<<<<
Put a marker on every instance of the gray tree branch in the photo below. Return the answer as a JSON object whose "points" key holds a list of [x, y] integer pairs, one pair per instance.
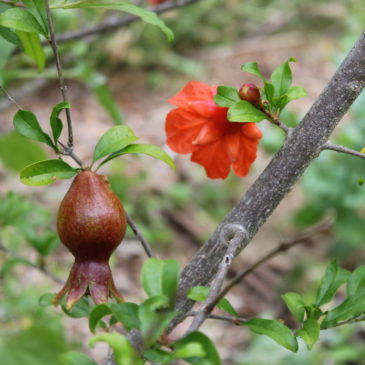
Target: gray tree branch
{"points": [[302, 145]]}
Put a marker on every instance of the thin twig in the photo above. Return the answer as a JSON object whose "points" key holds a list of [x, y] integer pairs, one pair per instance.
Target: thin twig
{"points": [[112, 24], [342, 149], [61, 79], [235, 320], [69, 152], [43, 270], [239, 234], [285, 246], [10, 98], [139, 235]]}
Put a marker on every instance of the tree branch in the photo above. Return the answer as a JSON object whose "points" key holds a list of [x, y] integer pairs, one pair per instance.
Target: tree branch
{"points": [[61, 79], [342, 149], [239, 234], [115, 23], [139, 235], [303, 144]]}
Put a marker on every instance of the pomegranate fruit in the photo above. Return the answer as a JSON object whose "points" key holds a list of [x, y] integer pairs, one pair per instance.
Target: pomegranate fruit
{"points": [[251, 93], [91, 223]]}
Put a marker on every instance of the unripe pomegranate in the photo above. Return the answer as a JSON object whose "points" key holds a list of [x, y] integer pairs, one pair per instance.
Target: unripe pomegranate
{"points": [[91, 223], [251, 93]]}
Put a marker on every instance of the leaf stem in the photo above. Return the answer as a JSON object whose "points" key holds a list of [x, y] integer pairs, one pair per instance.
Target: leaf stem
{"points": [[62, 84]]}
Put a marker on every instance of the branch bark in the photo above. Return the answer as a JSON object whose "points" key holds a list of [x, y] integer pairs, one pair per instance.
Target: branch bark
{"points": [[302, 145]]}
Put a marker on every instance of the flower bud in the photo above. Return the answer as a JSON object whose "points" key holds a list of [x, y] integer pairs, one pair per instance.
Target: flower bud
{"points": [[251, 93]]}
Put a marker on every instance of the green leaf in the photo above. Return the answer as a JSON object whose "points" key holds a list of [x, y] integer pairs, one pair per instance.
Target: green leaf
{"points": [[126, 313], [124, 353], [38, 9], [310, 332], [154, 317], [97, 314], [114, 140], [226, 96], [108, 102], [55, 121], [10, 36], [244, 111], [211, 354], [160, 277], [295, 92], [46, 172], [200, 293], [21, 19], [46, 299], [146, 149], [333, 278], [26, 124], [295, 304], [253, 68], [125, 6], [32, 47], [76, 358], [275, 330], [350, 308], [281, 77], [28, 152], [356, 281]]}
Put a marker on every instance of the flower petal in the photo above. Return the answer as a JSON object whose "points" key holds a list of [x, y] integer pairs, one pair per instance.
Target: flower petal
{"points": [[196, 97], [182, 128], [214, 158]]}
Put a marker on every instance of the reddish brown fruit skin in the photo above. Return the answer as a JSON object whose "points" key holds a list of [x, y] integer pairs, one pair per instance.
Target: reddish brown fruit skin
{"points": [[251, 93], [91, 223]]}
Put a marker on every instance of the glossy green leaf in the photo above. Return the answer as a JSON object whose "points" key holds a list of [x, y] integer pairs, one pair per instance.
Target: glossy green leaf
{"points": [[333, 278], [310, 332], [28, 152], [10, 36], [350, 308], [243, 111], [281, 77], [124, 6], [32, 47], [113, 141], [26, 124], [146, 149], [126, 313], [200, 293], [55, 121], [253, 68], [226, 96], [211, 355], [46, 172], [154, 316], [38, 9], [97, 314], [124, 353], [356, 281], [295, 304], [46, 299], [274, 329], [20, 19], [160, 277], [76, 358]]}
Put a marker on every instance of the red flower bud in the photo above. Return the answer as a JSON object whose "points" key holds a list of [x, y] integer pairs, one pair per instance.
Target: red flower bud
{"points": [[251, 93]]}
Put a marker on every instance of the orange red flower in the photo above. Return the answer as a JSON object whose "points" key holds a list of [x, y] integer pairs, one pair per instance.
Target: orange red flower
{"points": [[200, 127]]}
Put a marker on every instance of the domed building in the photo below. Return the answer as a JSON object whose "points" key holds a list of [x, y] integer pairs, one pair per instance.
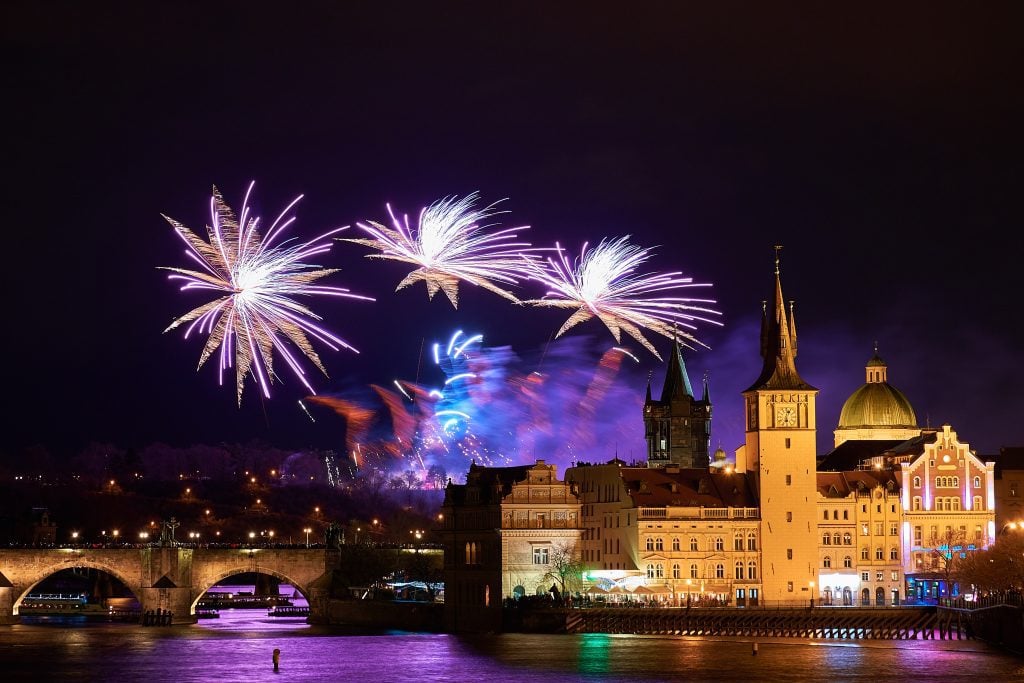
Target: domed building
{"points": [[878, 411]]}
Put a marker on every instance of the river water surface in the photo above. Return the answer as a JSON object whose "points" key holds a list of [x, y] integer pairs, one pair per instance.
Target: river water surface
{"points": [[239, 646]]}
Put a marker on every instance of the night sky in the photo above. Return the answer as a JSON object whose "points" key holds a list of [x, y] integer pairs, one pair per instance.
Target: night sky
{"points": [[880, 145]]}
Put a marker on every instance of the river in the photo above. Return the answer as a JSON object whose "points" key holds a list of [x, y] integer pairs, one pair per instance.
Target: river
{"points": [[239, 646]]}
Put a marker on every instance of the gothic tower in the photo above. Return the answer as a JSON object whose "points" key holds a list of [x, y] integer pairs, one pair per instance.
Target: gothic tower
{"points": [[780, 453], [678, 426]]}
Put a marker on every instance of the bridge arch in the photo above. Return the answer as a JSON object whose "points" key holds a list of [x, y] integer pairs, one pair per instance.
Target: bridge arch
{"points": [[30, 581], [227, 573]]}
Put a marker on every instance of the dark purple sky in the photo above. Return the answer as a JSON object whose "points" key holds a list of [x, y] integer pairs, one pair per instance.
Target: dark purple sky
{"points": [[881, 145]]}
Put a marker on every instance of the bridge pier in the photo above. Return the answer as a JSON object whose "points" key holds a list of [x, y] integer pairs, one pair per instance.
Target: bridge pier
{"points": [[7, 598], [169, 579]]}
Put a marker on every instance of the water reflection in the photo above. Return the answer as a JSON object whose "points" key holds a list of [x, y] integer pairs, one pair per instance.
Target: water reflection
{"points": [[240, 647]]}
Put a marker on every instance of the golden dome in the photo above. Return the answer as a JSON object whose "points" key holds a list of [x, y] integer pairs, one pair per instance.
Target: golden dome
{"points": [[877, 403]]}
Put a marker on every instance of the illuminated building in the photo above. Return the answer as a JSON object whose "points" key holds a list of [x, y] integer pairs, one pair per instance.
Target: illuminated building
{"points": [[919, 499], [504, 531], [687, 536]]}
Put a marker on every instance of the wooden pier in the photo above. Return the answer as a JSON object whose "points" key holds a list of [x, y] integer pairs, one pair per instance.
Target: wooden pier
{"points": [[823, 623]]}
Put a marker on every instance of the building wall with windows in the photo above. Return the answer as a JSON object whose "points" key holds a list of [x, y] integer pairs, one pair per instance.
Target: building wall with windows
{"points": [[948, 503]]}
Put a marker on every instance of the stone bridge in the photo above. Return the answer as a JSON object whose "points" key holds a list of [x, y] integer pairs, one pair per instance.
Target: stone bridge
{"points": [[167, 578]]}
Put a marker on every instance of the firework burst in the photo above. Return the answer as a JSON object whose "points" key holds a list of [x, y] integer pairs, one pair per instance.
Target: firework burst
{"points": [[256, 312], [452, 244], [604, 283]]}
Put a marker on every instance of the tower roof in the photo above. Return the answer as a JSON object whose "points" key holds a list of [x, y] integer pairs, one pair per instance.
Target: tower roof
{"points": [[778, 343], [677, 380]]}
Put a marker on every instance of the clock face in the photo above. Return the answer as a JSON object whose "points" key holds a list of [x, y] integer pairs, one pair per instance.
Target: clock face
{"points": [[785, 416]]}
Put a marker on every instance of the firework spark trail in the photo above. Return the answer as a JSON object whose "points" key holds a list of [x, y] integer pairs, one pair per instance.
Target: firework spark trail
{"points": [[357, 419], [571, 411], [257, 312], [604, 283], [452, 244]]}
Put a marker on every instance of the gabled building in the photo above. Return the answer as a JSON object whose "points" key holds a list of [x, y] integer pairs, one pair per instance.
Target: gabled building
{"points": [[502, 530], [920, 499], [687, 536]]}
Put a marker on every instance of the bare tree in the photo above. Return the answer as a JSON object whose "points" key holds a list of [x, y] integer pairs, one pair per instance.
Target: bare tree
{"points": [[566, 567]]}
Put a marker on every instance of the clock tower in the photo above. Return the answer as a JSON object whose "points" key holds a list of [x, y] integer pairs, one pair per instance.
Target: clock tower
{"points": [[779, 454]]}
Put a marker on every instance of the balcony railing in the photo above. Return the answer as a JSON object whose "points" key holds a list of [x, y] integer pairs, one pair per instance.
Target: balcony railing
{"points": [[698, 513]]}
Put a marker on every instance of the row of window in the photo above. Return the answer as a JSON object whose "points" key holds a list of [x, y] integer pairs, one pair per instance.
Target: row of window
{"points": [[947, 482], [948, 537], [716, 544], [946, 503], [718, 570]]}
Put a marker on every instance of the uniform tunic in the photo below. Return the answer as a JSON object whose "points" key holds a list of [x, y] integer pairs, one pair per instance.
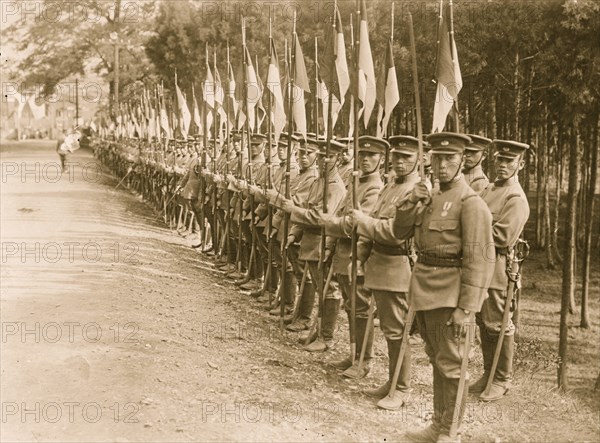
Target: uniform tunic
{"points": [[387, 267], [510, 211], [306, 220], [477, 179], [339, 236]]}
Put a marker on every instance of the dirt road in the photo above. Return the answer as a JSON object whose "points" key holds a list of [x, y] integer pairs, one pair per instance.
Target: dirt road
{"points": [[113, 329]]}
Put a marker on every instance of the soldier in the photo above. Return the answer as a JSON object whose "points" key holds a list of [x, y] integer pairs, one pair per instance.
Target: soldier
{"points": [[475, 153], [452, 228], [345, 158], [371, 152], [388, 264], [264, 198], [256, 171], [510, 212], [300, 188], [305, 220]]}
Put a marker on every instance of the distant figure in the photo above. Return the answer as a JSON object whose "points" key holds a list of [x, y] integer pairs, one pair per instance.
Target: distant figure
{"points": [[66, 145]]}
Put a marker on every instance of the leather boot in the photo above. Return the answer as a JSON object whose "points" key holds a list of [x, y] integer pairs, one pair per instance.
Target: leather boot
{"points": [[361, 333], [331, 310], [287, 293], [429, 434], [403, 384], [503, 375], [346, 362], [307, 300], [450, 409], [488, 347]]}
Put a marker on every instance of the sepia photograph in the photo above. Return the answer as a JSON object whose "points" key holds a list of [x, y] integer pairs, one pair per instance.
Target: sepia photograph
{"points": [[300, 221]]}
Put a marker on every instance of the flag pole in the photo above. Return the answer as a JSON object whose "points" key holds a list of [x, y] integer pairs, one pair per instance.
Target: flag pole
{"points": [[453, 56], [288, 156], [417, 95], [269, 271]]}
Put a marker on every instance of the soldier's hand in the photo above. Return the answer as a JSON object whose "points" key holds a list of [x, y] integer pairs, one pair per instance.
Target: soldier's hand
{"points": [[421, 191], [287, 205], [324, 219], [355, 216], [290, 241], [360, 269], [272, 195], [459, 322], [327, 256]]}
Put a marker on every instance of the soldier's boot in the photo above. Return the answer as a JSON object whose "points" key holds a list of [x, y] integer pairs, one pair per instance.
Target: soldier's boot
{"points": [[307, 301], [331, 310], [245, 260], [401, 394], [503, 375], [346, 362], [287, 294], [431, 432], [488, 347], [361, 333], [272, 294], [451, 408]]}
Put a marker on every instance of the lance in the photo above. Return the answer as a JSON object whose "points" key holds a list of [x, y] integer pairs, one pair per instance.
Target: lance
{"points": [[286, 180], [226, 238], [248, 175], [269, 227], [217, 123], [354, 270], [410, 316]]}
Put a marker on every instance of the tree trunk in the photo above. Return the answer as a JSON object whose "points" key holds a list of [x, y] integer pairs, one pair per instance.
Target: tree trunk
{"points": [[540, 158], [589, 221], [574, 150], [568, 269], [549, 256], [560, 168]]}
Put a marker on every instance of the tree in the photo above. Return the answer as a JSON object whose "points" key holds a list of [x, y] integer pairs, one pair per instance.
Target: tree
{"points": [[74, 38]]}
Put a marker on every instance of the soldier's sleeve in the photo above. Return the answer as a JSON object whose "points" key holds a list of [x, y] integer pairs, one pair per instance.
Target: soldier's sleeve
{"points": [[296, 231], [510, 224], [363, 248], [185, 178], [406, 217], [369, 199], [477, 267]]}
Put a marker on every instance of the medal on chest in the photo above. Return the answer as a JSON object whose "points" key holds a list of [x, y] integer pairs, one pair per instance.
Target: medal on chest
{"points": [[446, 208]]}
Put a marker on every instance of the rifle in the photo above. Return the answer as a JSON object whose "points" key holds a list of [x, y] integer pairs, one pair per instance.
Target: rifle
{"points": [[411, 313], [286, 193], [514, 261]]}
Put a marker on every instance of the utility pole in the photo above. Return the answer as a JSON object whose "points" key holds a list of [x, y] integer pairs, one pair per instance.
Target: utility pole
{"points": [[76, 102]]}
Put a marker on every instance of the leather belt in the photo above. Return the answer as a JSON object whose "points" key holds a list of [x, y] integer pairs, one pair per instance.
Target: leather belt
{"points": [[445, 262], [389, 250]]}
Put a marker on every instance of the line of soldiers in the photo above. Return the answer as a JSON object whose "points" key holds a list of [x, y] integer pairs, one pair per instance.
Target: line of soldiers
{"points": [[286, 228]]}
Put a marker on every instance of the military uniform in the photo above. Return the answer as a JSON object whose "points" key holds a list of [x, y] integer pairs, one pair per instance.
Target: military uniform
{"points": [[451, 232], [510, 211], [475, 176], [305, 219], [388, 269], [339, 232]]}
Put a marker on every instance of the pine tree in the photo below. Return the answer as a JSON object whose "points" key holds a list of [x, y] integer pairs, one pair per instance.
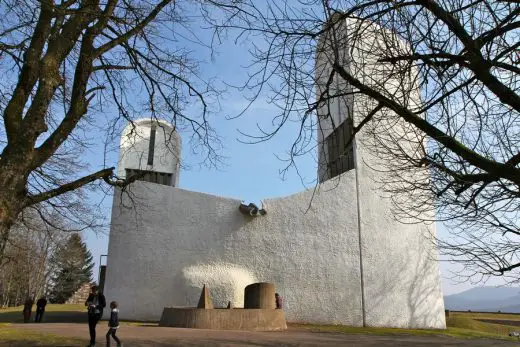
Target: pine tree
{"points": [[74, 264]]}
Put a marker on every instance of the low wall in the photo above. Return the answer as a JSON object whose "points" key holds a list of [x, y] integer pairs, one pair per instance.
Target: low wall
{"points": [[224, 319]]}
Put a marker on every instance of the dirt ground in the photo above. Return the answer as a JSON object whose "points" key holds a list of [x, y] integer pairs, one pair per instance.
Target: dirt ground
{"points": [[147, 336]]}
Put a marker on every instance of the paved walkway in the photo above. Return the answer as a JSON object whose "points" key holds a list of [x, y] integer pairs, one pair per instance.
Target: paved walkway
{"points": [[148, 336]]}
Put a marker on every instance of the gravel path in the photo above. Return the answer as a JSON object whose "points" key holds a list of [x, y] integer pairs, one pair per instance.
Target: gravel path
{"points": [[147, 336]]}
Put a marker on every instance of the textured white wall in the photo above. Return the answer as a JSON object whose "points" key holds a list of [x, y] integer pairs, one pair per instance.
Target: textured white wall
{"points": [[179, 240], [134, 148], [173, 241]]}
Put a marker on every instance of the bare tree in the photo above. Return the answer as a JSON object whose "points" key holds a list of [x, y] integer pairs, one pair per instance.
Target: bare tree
{"points": [[72, 65], [27, 266], [462, 56]]}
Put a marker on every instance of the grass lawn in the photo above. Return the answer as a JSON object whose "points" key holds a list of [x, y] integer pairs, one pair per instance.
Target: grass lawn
{"points": [[53, 313], [460, 325], [11, 337]]}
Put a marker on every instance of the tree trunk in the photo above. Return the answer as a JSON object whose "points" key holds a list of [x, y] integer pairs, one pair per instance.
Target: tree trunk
{"points": [[12, 198]]}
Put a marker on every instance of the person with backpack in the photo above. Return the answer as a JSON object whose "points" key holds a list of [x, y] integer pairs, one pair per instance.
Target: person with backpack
{"points": [[27, 309], [40, 309], [95, 304]]}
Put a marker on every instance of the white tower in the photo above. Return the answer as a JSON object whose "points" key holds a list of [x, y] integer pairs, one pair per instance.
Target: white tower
{"points": [[152, 148]]}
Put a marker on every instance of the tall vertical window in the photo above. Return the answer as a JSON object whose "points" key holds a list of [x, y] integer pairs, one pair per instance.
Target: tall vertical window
{"points": [[151, 176], [151, 145], [340, 151]]}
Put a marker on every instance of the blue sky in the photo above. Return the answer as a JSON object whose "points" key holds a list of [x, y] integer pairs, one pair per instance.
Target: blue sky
{"points": [[250, 172]]}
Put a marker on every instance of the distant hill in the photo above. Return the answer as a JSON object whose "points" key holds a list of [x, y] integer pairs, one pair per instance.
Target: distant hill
{"points": [[492, 299]]}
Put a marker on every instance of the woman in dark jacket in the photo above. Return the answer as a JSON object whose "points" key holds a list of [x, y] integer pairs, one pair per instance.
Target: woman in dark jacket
{"points": [[113, 324]]}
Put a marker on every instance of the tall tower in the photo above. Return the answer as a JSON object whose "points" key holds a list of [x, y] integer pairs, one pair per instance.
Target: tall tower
{"points": [[151, 148]]}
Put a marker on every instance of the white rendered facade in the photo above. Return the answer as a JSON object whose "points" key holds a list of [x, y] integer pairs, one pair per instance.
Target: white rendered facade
{"points": [[345, 261]]}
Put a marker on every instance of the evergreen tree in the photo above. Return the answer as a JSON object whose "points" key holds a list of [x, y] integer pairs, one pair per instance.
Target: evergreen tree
{"points": [[74, 264]]}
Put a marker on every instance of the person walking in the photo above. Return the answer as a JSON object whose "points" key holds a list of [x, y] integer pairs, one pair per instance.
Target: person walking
{"points": [[95, 304], [40, 309], [27, 309], [113, 324]]}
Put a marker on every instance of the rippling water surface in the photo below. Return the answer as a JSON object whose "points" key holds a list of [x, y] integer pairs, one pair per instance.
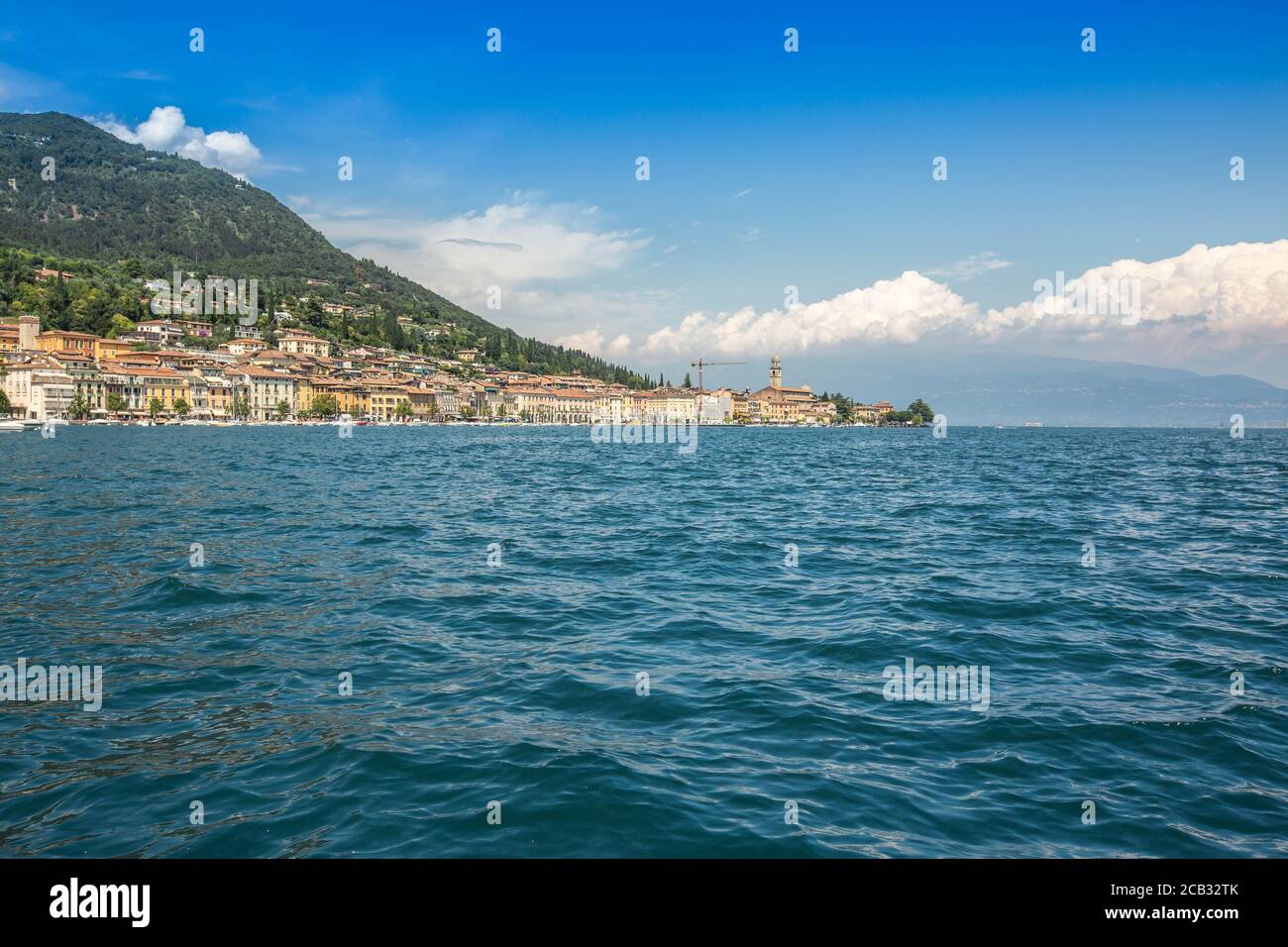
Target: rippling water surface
{"points": [[518, 684]]}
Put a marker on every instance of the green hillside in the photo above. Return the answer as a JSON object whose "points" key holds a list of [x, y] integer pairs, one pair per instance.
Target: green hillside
{"points": [[117, 213]]}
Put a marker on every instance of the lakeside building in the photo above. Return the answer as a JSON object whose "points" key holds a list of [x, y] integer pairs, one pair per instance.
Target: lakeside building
{"points": [[245, 377]]}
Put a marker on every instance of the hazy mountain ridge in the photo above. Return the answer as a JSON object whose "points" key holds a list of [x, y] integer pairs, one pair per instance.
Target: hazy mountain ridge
{"points": [[987, 388]]}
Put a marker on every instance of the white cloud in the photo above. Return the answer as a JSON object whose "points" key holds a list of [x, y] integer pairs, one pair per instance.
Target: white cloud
{"points": [[592, 341], [524, 248], [970, 266], [166, 129], [1231, 299], [889, 311]]}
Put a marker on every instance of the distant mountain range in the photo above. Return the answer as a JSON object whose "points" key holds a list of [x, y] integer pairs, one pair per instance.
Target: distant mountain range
{"points": [[991, 388]]}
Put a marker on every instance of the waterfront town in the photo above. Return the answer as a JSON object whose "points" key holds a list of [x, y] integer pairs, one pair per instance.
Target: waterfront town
{"points": [[149, 375]]}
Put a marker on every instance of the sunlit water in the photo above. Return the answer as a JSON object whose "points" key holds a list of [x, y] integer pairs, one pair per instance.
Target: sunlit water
{"points": [[518, 684]]}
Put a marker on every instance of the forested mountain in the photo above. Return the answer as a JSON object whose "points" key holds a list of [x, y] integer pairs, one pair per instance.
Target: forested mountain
{"points": [[115, 213]]}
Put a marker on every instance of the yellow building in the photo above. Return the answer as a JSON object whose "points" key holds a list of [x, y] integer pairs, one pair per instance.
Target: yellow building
{"points": [[138, 385], [785, 403]]}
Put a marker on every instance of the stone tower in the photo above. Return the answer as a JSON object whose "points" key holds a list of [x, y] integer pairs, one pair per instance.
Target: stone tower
{"points": [[29, 328]]}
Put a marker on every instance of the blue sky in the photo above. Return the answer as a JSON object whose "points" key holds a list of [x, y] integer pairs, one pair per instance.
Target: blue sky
{"points": [[768, 169]]}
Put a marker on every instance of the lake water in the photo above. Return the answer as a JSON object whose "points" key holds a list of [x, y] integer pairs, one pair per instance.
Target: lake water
{"points": [[1147, 682]]}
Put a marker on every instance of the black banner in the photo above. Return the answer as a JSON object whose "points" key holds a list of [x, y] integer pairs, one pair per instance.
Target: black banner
{"points": [[331, 895]]}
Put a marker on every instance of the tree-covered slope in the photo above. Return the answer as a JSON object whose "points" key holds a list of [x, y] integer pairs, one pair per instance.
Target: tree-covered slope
{"points": [[150, 213]]}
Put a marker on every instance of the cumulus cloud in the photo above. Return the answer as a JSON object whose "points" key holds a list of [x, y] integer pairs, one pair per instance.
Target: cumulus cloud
{"points": [[166, 129], [592, 341], [901, 309], [1224, 298]]}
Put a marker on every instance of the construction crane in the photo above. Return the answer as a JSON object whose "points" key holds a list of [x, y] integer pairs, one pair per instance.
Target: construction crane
{"points": [[700, 364]]}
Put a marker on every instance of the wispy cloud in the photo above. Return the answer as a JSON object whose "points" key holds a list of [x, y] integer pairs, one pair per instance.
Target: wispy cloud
{"points": [[971, 266], [540, 254], [141, 76]]}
>>>>
• TASK DETAILS
The line containing "Put a marker on every instance of the tree-covered" marks the start; retype it and each line after it through the end of the records above, exactly.

• COMPLETE RESPONSE
Put a marker on every instance of the tree-covered slope in the photo above. Return the answer as a JSON object whose "points" key holds a list of [x, y] integer pairs, one pair per instance.
Target: tree-covered slope
{"points": [[150, 213]]}
Put a marker on every instance of the cumulus cloud in the photo above. Return the answer as a JSON object whose "points" key holds a list of [x, y] integer pairs, one pair per instance.
Target: cumulus cloud
{"points": [[166, 129], [592, 341], [901, 309], [1224, 298]]}
Put a marker on every instance of the construction crane in the photo above. Return the answer as a JSON object whose "points" key holds a list of [x, y] integer pairs, one pair per instance.
Target: construction crane
{"points": [[700, 364]]}
Put a marker on every instance of the wispy cloud in the photo above. Return the answer as a JSON object whose "points" key holds a list of [x, y] integer pairs, one pair per instance.
Target: wispy cloud
{"points": [[971, 266], [540, 254], [141, 76]]}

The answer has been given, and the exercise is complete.